Task to complete
Convert the lines of the records from the line containing "Given the photo above, point to the plastic" through the end of the records, inclusive, into a Markdown table with the columns Row and Line, giving each line its row number and omitting any blank lines.

[Point annotation records]
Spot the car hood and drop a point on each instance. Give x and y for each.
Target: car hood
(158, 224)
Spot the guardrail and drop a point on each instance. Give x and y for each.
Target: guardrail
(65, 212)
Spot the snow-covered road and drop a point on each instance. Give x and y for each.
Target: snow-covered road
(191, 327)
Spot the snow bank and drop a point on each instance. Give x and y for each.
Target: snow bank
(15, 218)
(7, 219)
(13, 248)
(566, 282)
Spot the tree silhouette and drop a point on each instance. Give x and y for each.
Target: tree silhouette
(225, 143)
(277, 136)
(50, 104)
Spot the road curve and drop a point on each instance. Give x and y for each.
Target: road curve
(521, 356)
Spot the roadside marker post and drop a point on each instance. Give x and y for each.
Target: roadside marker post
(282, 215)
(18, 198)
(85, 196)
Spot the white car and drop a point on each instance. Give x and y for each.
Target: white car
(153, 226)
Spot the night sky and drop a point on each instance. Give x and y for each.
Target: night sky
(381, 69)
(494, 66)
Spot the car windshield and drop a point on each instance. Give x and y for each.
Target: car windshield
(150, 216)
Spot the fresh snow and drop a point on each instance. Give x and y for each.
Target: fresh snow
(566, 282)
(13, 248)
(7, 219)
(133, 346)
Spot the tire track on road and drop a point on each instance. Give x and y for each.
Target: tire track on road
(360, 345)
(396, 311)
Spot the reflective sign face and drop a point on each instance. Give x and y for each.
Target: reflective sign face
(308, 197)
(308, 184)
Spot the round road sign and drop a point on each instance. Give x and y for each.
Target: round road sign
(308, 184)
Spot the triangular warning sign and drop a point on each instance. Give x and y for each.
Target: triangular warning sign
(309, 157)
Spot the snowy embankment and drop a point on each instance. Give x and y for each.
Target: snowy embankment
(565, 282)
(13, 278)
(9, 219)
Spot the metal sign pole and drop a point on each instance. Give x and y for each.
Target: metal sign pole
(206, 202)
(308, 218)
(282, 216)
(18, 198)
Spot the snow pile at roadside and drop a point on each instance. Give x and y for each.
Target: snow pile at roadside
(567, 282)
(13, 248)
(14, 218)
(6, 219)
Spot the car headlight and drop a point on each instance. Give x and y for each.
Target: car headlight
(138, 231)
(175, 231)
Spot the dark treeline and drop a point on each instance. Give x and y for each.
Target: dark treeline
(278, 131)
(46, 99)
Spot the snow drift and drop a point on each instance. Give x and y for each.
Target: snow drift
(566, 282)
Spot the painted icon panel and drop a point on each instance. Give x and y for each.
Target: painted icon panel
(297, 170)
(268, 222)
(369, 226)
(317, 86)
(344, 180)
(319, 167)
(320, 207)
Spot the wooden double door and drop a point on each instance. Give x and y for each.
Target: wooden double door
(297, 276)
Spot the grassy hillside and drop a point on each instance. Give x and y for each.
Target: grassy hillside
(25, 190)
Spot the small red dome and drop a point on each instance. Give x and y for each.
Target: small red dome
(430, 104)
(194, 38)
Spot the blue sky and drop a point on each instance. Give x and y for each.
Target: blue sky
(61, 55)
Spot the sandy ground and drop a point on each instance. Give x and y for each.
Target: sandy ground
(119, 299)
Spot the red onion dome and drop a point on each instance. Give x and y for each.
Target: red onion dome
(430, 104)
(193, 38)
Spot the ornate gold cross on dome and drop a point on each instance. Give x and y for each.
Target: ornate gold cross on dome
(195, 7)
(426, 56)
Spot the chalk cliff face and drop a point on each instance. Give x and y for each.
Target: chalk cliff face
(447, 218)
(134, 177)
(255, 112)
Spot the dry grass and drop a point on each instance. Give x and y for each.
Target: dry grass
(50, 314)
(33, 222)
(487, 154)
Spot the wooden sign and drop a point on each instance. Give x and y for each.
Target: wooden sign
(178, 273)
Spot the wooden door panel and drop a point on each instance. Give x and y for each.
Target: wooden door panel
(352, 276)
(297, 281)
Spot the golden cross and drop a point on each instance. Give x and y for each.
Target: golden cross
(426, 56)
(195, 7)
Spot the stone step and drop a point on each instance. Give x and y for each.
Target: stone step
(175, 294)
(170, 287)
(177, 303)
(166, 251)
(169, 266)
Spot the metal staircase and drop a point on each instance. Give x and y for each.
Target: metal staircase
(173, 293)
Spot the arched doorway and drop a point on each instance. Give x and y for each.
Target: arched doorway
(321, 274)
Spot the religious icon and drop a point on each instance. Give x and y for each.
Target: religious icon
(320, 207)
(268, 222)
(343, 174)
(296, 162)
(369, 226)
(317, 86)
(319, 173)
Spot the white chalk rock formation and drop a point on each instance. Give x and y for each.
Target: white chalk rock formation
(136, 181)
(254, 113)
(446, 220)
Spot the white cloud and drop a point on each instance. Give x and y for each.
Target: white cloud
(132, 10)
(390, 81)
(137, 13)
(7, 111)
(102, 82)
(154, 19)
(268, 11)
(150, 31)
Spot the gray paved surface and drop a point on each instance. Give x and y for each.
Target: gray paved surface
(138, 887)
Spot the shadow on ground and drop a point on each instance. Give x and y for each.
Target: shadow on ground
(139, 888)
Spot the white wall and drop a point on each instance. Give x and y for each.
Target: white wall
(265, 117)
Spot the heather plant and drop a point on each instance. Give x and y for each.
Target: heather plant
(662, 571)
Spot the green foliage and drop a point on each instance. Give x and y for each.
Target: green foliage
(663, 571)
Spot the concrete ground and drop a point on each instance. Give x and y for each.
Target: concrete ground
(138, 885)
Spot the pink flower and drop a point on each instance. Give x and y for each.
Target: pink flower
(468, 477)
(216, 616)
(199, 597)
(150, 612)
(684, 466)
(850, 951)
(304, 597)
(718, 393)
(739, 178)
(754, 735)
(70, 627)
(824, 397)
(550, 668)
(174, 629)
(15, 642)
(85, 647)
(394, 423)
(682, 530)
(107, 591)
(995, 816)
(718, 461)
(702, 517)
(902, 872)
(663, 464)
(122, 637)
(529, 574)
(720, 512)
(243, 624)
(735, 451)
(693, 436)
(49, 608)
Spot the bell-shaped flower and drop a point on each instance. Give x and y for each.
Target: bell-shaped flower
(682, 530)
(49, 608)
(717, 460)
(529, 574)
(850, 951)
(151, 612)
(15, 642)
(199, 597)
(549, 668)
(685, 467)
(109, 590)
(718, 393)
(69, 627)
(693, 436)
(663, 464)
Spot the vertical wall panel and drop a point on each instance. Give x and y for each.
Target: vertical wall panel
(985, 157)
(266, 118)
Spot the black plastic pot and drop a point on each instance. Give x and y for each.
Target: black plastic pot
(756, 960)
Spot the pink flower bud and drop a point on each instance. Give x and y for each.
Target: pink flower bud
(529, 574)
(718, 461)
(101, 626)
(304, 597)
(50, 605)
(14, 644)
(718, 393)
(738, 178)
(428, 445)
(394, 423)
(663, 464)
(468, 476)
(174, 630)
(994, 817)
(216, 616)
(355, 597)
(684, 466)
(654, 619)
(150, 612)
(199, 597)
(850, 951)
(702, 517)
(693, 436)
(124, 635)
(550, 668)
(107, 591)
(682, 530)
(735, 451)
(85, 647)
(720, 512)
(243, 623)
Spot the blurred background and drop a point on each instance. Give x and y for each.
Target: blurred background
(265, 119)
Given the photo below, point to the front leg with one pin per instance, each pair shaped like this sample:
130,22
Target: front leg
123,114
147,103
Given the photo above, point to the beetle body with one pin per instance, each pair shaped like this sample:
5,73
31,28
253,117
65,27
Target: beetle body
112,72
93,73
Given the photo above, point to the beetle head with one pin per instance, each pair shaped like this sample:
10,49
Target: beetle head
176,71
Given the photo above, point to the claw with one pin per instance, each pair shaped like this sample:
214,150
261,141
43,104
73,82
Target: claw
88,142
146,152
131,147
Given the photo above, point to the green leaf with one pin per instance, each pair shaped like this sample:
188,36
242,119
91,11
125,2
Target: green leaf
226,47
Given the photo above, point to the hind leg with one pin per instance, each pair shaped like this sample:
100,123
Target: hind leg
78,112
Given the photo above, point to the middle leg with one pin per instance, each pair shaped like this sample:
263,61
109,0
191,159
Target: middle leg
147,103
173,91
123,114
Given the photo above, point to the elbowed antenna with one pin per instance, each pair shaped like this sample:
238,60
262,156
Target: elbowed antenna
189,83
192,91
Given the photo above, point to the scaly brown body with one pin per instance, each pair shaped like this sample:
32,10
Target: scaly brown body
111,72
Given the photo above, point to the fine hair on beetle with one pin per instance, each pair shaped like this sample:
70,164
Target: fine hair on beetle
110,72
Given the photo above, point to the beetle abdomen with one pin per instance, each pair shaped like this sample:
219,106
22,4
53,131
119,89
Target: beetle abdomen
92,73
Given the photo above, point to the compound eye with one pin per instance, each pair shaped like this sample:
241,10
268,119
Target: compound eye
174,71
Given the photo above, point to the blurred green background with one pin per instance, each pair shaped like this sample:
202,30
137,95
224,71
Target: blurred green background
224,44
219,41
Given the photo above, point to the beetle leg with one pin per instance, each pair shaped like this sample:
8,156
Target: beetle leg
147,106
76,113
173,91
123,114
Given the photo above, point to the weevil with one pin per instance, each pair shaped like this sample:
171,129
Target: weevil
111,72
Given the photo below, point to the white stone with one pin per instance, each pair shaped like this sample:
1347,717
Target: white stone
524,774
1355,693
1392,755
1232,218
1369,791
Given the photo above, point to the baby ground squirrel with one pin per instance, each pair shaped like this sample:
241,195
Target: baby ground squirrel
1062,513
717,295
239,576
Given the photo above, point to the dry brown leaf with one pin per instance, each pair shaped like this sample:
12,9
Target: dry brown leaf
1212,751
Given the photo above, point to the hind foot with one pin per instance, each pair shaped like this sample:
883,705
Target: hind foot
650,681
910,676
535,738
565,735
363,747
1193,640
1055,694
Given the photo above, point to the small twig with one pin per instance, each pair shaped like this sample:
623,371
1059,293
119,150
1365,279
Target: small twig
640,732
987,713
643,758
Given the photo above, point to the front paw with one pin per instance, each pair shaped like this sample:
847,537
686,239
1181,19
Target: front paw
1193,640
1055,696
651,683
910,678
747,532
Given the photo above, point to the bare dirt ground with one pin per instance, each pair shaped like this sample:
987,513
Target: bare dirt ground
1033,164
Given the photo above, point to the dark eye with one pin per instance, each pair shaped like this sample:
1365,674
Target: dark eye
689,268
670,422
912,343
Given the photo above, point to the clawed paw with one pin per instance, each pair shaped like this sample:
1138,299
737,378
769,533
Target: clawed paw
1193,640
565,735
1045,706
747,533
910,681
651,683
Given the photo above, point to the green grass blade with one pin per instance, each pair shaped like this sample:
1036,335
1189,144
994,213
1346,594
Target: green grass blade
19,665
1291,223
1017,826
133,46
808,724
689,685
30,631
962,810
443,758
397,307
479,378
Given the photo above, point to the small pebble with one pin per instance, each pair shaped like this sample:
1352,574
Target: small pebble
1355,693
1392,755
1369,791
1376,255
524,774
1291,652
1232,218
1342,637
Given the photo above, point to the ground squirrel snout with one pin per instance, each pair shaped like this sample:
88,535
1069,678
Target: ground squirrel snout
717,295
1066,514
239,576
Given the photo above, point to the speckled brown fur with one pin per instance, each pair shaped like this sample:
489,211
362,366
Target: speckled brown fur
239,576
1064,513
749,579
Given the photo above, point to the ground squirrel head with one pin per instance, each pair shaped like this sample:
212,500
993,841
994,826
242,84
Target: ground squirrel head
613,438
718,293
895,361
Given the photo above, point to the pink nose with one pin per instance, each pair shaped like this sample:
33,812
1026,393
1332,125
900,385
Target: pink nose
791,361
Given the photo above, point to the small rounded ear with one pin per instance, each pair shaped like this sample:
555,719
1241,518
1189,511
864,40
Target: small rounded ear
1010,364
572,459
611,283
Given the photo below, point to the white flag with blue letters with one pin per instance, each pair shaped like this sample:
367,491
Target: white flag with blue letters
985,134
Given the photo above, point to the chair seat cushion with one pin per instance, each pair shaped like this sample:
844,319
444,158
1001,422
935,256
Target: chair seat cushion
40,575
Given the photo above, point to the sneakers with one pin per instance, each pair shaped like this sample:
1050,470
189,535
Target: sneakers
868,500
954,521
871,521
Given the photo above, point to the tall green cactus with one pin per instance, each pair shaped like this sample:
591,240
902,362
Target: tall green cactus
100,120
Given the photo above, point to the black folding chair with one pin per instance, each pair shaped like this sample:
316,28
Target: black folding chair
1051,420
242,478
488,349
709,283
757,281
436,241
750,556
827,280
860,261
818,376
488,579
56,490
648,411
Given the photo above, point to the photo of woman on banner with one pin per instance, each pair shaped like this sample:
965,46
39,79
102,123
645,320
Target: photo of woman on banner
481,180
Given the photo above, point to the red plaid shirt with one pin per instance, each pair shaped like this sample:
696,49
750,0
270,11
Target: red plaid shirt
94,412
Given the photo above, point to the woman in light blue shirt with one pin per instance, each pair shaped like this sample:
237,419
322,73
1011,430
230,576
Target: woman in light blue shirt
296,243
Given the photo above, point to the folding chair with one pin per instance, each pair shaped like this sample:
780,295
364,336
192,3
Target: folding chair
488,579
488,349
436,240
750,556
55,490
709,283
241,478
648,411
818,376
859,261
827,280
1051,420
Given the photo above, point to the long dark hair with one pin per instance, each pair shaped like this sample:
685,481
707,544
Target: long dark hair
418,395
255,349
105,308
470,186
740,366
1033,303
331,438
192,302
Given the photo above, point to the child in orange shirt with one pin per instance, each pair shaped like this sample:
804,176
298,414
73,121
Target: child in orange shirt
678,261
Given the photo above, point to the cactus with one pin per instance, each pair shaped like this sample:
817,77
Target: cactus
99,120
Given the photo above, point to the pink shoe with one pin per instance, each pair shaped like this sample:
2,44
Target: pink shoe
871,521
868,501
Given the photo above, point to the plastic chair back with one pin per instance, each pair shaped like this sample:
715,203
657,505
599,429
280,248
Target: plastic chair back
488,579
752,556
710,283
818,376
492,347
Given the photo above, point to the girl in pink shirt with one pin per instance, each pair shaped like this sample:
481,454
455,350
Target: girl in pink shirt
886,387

Worked solution
| Row | Line |
|---|---|
| 1 | Given the photo above, point to the plastic chair back with one pin per instance, each pair shaped like this sample: |
| 2 | 715,203 |
| 3 | 657,505 |
| 4 | 599,429 |
| 5 | 280,248 |
| 6 | Target: plastic chair back |
| 7 | 488,579 |
| 8 | 752,556 |
| 9 | 710,283 |
| 10 | 818,376 |
| 11 | 492,347 |
| 12 | Given the photo above, point to the girl in pink shirt with one pin per instance, each pair shaped like this sample: |
| 13 | 481,454 |
| 14 | 455,350 |
| 15 | Target: girl in pink shirt |
| 16 | 886,387 |